Point labels for objects

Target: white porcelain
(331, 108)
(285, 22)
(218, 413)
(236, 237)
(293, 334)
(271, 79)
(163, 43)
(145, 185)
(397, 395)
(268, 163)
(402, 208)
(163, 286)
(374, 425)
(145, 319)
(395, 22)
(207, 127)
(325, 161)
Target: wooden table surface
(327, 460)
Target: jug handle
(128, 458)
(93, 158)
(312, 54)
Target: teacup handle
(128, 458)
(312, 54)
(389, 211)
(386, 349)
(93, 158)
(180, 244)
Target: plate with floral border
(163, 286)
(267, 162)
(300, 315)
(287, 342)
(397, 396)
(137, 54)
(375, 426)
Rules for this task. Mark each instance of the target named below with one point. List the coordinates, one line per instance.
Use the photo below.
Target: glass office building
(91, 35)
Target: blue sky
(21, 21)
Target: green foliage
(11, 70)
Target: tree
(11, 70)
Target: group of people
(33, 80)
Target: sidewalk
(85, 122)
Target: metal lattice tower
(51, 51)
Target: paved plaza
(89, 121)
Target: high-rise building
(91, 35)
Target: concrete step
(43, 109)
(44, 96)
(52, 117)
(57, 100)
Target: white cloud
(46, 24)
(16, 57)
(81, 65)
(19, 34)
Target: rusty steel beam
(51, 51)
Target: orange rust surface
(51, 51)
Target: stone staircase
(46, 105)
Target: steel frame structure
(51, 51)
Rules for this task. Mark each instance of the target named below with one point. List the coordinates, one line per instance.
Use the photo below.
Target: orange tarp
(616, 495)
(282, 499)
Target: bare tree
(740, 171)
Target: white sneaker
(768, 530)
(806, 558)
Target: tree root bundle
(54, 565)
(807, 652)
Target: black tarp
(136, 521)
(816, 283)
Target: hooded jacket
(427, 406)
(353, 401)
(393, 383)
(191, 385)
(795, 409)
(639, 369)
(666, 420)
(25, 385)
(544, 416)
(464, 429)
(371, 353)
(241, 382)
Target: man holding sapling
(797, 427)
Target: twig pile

### [Work to complete]
Can you put every line of the records above into a numbered list, leaving out any blank lines?

### [Worked answer]
1. Target: white porcelain
2. (331, 108)
3. (285, 22)
4. (218, 413)
5. (236, 237)
6. (293, 334)
7. (271, 79)
8. (163, 43)
9. (145, 185)
10. (397, 395)
11. (268, 163)
12. (402, 208)
13. (163, 286)
14. (374, 425)
15. (145, 319)
16. (395, 22)
17. (207, 127)
18. (325, 161)
19. Target: wooden table surface
20. (327, 460)
21. Target: jug handle
22. (128, 458)
23. (93, 158)
24. (312, 54)
25. Target: teacup handle
26. (128, 458)
27. (312, 54)
28. (389, 211)
29. (386, 349)
30. (93, 158)
31. (180, 244)
32. Target: plate with floral border
33. (163, 286)
34. (267, 162)
35. (300, 315)
36. (287, 342)
37. (397, 396)
38. (137, 54)
39. (375, 426)
40. Rules for this task. Mark each instance of the target named below with one point. List the coordinates, one line per instance.
41. Use the photo below.
42. Target: glass office building
43. (91, 35)
44. Target: blue sky
45. (21, 21)
46. Target: green foliage
47. (11, 70)
48. Target: tree
49. (11, 70)
50. Target: group of people
51. (33, 80)
52. Target: sidewalk
53. (85, 122)
54. Target: metal lattice tower
55. (51, 51)
56. Target: paved plaza
57. (89, 121)
58. Target: high-rise building
59. (91, 35)
60. Target: concrete step
61. (43, 109)
62. (44, 96)
63. (52, 117)
64. (57, 100)
65. Target: white cloud
66. (46, 24)
67. (16, 57)
68. (81, 65)
69. (19, 34)
70. Target: rusty steel beam
71. (51, 51)
72. Target: orange rust surface
73. (51, 51)
74. Target: stone staircase
75. (46, 105)
76. Target: steel frame structure
77. (51, 51)
78. Rules for this task. Mark each instance of the target named below with one point. List the coordinates, one line per instance.
79. Use the photo below.
80. Target: orange tarp
81. (616, 495)
82. (282, 499)
83. Target: bare tree
84. (740, 171)
85. Target: white sneaker
86. (768, 530)
87. (806, 558)
88. Target: tree root bundle
89. (54, 565)
90. (807, 652)
91. Target: black tarp
92. (136, 521)
93. (816, 283)
94. Target: hooded jacket
95. (427, 406)
96. (353, 401)
97. (393, 383)
98. (191, 385)
99. (795, 409)
100. (639, 369)
101. (666, 420)
102. (25, 385)
103. (544, 416)
104. (464, 429)
105. (371, 353)
106. (241, 382)
107. Target: man holding sapling
108. (797, 427)
109. Target: twig pile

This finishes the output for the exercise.